> READING TEXT:
****************
Distribution of reusable sanitary pads in Kongo JHS

I will never forget Pufaba and her leadership and energy, Constance and her calm and serenity, Linda and her perpetual smile even though she did not understand me, Teni and her kindness and sewing skills, Lariba so small and so hardworking, Talata and her unruly twins, Cynthia and her professionalism and talent, and finally Linda Tiyong always busy and with her sharp eyes.

Portrait of Teni
Portrait of  Cynthia

Janek, Linda Tiyong, Marina, Linda, María,Teni, Constance, Cynthia, Pufaba, Victor, John and Talata

Closing meeting with seamstresses

Just before I left, as part of the "Tuesday Trainings" at Ayamfooya clinic, I prepared a session on patient-centered care, communication, and ethical issues for health staff. It was very interesting as they were the ones who chose the topic from other options. We discussed models of care, communication with the patient and family (for what we did a funny role-play), and some ethical issues that arise in hospitals there and here. The search for excellence towards quality care, centered on the patient and including the family unit in the decision-making process improves health care and makes us better professionals!
****************
[Point localization data]
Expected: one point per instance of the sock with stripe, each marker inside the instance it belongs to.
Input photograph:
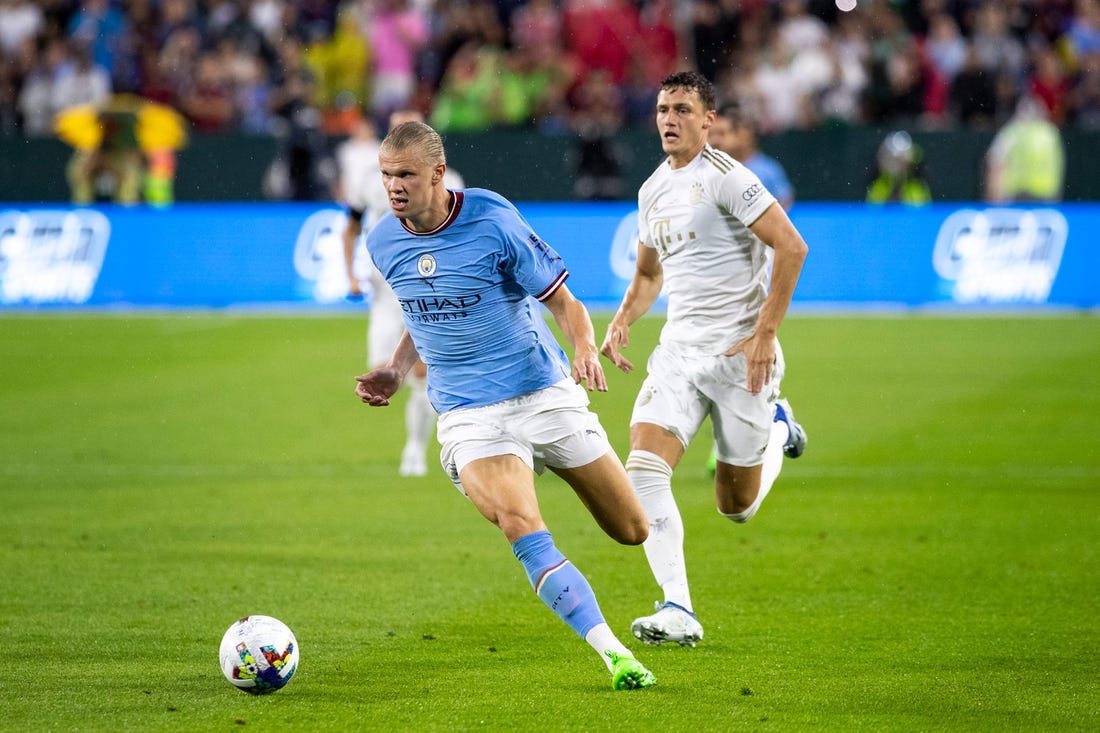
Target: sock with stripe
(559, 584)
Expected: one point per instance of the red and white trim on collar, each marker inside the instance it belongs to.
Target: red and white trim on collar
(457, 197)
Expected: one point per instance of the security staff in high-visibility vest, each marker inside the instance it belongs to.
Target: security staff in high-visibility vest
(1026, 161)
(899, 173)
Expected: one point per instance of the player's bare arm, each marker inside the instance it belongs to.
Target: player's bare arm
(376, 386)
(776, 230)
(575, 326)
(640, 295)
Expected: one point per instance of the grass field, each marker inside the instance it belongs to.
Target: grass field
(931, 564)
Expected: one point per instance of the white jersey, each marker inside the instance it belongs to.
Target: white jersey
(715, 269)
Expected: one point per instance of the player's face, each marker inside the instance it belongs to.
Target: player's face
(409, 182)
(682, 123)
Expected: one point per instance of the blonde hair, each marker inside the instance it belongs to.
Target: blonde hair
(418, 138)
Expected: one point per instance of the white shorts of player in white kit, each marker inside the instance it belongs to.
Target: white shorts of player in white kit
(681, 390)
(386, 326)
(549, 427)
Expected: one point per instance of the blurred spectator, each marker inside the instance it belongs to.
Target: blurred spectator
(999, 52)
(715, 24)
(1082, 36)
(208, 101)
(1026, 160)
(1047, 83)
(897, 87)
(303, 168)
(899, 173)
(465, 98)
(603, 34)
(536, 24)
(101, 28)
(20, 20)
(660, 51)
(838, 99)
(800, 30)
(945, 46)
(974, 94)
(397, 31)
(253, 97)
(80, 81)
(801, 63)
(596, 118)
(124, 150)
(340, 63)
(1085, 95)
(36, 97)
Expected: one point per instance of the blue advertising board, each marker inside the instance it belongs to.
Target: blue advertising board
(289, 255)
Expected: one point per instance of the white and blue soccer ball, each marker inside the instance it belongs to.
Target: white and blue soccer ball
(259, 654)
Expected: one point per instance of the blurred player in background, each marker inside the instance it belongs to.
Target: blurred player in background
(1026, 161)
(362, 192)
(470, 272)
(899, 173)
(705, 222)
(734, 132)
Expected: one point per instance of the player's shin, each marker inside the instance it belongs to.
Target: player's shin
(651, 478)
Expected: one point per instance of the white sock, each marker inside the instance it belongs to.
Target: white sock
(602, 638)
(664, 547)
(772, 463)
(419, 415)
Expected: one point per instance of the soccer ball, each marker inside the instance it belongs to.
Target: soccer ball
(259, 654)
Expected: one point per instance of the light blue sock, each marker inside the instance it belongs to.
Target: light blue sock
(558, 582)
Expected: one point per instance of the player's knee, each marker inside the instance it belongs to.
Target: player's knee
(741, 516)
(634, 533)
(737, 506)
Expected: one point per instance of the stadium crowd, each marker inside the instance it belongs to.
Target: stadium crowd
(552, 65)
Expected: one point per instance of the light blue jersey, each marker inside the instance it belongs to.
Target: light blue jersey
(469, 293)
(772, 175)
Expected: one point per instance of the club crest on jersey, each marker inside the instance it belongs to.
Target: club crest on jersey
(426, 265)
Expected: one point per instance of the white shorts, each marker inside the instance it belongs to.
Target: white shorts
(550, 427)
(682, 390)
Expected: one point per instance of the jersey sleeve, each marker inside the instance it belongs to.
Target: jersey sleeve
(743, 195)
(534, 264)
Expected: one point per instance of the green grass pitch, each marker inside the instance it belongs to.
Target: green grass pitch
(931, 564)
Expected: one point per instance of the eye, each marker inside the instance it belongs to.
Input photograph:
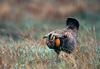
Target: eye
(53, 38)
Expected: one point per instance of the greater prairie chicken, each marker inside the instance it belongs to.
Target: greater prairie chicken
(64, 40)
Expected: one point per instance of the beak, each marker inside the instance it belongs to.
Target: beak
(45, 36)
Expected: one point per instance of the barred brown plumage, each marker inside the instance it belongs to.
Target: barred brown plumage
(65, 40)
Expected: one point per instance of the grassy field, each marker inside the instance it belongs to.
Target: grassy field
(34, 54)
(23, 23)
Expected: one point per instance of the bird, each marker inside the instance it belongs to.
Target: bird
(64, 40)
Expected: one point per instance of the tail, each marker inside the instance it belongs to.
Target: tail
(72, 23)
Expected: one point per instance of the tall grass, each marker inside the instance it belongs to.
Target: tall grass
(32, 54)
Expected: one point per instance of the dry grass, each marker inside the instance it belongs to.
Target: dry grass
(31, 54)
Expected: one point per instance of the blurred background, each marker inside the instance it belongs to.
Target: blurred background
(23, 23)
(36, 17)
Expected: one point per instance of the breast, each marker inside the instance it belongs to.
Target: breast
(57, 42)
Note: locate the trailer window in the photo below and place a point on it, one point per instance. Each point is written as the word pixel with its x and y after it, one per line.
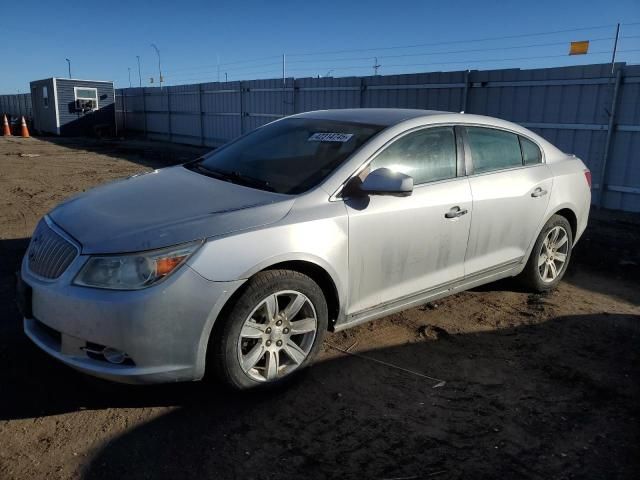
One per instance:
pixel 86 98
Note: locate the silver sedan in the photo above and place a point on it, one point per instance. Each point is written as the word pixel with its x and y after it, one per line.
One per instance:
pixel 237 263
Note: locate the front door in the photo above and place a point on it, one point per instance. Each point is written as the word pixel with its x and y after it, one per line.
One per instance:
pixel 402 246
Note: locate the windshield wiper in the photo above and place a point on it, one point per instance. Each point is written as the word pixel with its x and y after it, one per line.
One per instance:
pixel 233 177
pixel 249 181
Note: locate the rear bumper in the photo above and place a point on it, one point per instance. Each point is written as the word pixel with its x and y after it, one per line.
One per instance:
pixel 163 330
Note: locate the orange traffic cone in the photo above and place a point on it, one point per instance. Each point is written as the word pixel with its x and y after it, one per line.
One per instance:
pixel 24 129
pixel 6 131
****************
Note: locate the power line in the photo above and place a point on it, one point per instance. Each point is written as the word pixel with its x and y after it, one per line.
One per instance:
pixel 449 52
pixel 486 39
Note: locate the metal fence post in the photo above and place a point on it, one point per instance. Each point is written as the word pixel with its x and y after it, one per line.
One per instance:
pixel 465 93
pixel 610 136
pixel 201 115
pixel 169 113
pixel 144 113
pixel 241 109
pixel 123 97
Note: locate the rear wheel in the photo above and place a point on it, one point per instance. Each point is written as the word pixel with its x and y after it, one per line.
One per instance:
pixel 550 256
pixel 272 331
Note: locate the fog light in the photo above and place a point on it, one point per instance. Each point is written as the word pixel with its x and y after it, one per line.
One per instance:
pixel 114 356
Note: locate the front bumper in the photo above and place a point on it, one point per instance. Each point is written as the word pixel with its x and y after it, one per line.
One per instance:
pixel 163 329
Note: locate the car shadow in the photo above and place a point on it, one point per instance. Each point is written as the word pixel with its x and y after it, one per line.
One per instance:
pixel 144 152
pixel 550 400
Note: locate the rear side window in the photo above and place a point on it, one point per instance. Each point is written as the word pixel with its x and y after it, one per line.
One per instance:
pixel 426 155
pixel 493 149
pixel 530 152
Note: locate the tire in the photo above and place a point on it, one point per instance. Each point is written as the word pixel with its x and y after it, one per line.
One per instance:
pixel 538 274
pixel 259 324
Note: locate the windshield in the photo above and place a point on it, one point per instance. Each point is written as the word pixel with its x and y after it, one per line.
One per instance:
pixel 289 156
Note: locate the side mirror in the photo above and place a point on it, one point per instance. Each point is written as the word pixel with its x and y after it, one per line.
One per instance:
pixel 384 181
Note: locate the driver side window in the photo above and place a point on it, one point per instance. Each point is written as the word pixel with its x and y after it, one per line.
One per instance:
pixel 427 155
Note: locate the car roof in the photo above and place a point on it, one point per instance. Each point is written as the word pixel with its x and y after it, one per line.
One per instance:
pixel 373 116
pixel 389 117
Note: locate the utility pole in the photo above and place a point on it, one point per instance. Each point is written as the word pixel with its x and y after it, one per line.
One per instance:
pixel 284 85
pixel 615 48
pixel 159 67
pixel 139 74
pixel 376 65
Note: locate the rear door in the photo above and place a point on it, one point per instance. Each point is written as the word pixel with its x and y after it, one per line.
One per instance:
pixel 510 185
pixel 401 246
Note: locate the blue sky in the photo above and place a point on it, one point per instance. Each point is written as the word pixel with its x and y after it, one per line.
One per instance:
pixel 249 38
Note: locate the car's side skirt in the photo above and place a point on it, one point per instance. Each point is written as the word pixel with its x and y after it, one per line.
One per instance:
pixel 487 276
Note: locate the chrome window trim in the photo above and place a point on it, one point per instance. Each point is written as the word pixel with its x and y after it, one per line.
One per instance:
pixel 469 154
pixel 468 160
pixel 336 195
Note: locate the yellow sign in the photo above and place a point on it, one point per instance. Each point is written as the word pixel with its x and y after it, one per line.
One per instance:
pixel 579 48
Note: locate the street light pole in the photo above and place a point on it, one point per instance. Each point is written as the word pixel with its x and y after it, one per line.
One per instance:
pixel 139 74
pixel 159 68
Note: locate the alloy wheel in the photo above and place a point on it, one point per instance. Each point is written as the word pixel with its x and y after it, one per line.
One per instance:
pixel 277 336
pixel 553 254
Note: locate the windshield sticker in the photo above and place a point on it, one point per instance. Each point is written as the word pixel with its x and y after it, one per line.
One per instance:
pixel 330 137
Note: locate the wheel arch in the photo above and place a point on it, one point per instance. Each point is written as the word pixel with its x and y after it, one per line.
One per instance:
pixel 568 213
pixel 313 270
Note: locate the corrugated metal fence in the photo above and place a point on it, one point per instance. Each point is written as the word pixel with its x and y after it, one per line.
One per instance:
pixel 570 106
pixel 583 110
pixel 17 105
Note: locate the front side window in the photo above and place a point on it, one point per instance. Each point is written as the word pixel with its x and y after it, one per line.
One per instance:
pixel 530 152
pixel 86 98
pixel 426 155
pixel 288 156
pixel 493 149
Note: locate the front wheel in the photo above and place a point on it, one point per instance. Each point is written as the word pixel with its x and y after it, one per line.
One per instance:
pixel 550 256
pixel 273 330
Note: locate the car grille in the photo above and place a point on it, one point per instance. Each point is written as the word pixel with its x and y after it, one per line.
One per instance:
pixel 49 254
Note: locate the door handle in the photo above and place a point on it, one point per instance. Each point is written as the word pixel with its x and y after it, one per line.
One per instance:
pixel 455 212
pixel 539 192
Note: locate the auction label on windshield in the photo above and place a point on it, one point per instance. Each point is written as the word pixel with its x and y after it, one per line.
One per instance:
****************
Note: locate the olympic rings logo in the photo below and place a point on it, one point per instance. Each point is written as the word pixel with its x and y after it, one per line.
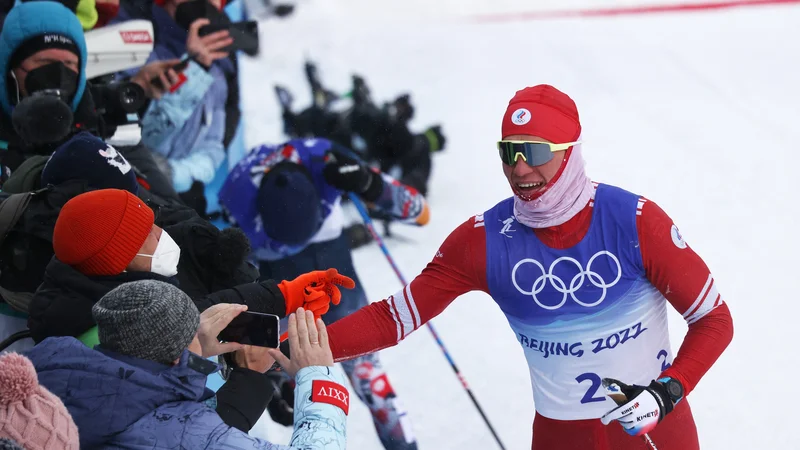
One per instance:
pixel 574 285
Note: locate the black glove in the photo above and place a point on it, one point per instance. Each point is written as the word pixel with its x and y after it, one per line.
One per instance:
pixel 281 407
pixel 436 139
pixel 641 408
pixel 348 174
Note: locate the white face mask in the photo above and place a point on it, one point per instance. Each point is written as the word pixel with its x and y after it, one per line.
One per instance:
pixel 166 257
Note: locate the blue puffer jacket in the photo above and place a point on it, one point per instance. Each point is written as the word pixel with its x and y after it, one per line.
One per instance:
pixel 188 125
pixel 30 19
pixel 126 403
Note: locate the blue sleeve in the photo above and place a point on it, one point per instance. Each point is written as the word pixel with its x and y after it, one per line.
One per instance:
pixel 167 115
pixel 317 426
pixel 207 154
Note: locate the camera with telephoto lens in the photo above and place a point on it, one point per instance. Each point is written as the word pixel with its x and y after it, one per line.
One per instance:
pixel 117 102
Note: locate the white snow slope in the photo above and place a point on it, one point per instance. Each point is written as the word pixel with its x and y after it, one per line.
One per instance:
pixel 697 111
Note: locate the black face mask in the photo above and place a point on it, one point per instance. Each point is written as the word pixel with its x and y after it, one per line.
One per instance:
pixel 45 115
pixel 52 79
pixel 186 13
****************
Please reproduce everything in the sanitary pads text from "Distribution of reusable" down to "her sharp eyes.". None of these rows are needed.

Distribution of reusable sanitary pads in Kongo JHS

I will never forget Pufaba and her leadership and energy, Constance and her calm and serenity, Linda and her perpetual smile even though she did not understand me, Teni and her kindness and sewing skills, Lariba so small and so hardworking, Talata and her unruly twins, Cynthia and her professionalism and talent, and finally Linda Tiyong always busy and with her sharp eyes.